Records from a dataset

=-=-=-=-=

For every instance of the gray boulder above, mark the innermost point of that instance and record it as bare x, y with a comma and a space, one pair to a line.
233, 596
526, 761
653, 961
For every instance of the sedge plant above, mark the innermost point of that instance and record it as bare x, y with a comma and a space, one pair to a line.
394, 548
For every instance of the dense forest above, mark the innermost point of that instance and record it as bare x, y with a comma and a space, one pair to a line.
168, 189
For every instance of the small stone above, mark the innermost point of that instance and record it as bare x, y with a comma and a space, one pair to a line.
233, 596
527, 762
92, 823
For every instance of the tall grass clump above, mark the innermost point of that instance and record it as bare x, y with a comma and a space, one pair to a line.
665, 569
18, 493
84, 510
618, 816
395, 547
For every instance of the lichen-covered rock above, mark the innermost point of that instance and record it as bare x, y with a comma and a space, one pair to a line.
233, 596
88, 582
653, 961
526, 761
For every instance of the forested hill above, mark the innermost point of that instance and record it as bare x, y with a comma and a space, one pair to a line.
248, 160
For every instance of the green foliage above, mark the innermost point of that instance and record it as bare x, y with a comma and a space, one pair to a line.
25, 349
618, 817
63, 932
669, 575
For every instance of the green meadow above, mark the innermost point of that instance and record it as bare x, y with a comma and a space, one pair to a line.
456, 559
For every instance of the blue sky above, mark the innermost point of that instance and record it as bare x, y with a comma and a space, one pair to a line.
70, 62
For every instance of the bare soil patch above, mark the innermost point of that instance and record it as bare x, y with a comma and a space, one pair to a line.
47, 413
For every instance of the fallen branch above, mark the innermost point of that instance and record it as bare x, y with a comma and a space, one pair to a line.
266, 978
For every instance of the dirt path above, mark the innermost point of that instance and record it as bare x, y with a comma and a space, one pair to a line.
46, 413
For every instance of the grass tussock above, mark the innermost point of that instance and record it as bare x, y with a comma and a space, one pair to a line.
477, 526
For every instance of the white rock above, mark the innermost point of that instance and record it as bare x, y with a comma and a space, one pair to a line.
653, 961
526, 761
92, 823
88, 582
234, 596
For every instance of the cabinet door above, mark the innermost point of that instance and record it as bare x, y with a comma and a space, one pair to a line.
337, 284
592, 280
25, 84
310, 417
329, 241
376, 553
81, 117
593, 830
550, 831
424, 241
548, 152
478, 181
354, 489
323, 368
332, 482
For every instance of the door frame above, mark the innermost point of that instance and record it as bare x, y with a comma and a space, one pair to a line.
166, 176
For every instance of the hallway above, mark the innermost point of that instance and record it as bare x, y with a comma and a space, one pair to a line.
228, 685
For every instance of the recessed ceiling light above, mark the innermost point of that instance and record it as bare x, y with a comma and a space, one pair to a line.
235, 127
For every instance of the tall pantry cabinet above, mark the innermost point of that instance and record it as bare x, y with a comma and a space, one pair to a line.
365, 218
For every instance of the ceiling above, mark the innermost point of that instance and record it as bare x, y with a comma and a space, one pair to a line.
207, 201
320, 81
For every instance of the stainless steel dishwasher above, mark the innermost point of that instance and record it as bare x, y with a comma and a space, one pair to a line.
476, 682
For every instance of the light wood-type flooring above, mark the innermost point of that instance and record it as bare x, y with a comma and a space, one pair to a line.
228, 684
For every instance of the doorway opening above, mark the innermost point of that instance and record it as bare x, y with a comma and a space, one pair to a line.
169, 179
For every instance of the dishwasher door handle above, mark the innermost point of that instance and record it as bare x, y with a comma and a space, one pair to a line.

=-=-=-=-=

▶ [ASSIGNMENT] Could you retype every record above exactly as it appears?

▶ [RESULT BELOW]
For every instance of the gray boulder above, mark the innermost point of that instance and record it as bare x, y with a comma and a space, one pair to a line.
233, 596
526, 761
653, 961
For every instance of the sedge plant above, mark the innermost point of that instance and record it as bare x, y with a comma and a space, one pair to a line.
394, 548
For every instance of the dense forest above, mark the innermost point of that instance and record it as bare x, y with a comma and a space, one pair to a line.
168, 189
For every instance of the small stone above, mark the innermost point of that instance and record it as bare x, y with a comma and a space, one pair to a line.
233, 596
527, 762
92, 823
For every instance of the tall grass clump above, mark the innermost point of that instance and record it as bare x, y with a comma and a space, one pair to a line.
665, 569
18, 493
84, 510
618, 816
395, 547
For every instance of the lichen-covered rock above, mark the innermost point of that instance and record it as bare x, y with a comma and a space, one pair to a line.
233, 596
88, 582
653, 961
526, 761
For every instance of the forested hill above, mark the innermost point of that instance and record it as bare x, y with a comma and a space, one pair to a line.
248, 160
For every instance of the green foliage above, mark the innermost point of that instance and record it as bare x, y with a comma and a space, one pair to a line.
25, 349
618, 817
63, 932
669, 575
For every instance of the green meadow above, mark the innermost point of that instance and record it as bare x, y with a comma and a space, one pair to a line.
456, 559
For every instance of the blue sky above, mark the innermost point of that instance and record it as bare x, y with a comma and a space, one pair to a line.
70, 62
For every instance of the bare soil patch above, mark the innermost point of that instance and record it as bare x, y with a comma and a space, one pair to a line.
47, 413
For every instance of the fallen branch above, mark the innermost point of that instance and record it as bare x, y with a comma and a space, one pair to a line.
266, 978
For every instance of the dirt path above, mark the innermost point of that instance and record it as bare x, y with a comma and a space, one pair to a line.
46, 413
For every instance of the grass tussock above, mark the innermost point of that instance and record it as bare x, y with a comma and a space, one pair to a line.
477, 526
For every instance of the white rock above, mark the innermost point of that instance and record it as bare x, y with a comma and a space, one pair to a line.
653, 961
526, 761
92, 823
88, 582
234, 596
For every instance of the cabinet door above, mark the innermost point of that instance and record it as bare x, y with a comma and a space, one pair to a line.
337, 284
592, 280
25, 84
310, 417
329, 241
376, 553
81, 117
593, 830
550, 831
424, 241
548, 152
478, 181
354, 489
323, 368
332, 482
For every instance of the door frame above, mark the innermost point of that instance and record it as bare x, y with a comma and a space, one pair to a line.
166, 176
For every instance of the hallway above, mark the innermost point of that instance and record it as bare x, y with a comma and a space, one pair to a line.
228, 685
For every instance of the recessed ceiling light above, mark the innermost point of that instance and record it as bare x, y with a comma and a space, one pair to a line.
235, 127
For every instance of the tall pantry cabinet above, mark the innermost point of that instance and record it as bare x, y with a comma and a space, one pair to a line.
365, 218
For every instance of the ceiling above, mark the innermost point of that instance and record it as bare x, y with a comma and a space, one pair to a line.
207, 201
320, 81
For every instance of the stainless steel dishwasher above, mark the innermost point of that instance and record it as bare x, y with a comma and a space, one pair to a line.
476, 682
For every instance of the light wood-type flooring above, mark the innermost point of that instance and record it as bare x, y with a comma and a space, one pair to a line.
228, 684
For every instance of the doorway opening above, mark the innermost point of that instance and record it as bare x, y with a comma and a space, one pair to a line.
169, 179
For every instance of the dishwasher door handle above, mark the innermost point of that instance and record it as bare x, y with a comma and a space, one pair to a line.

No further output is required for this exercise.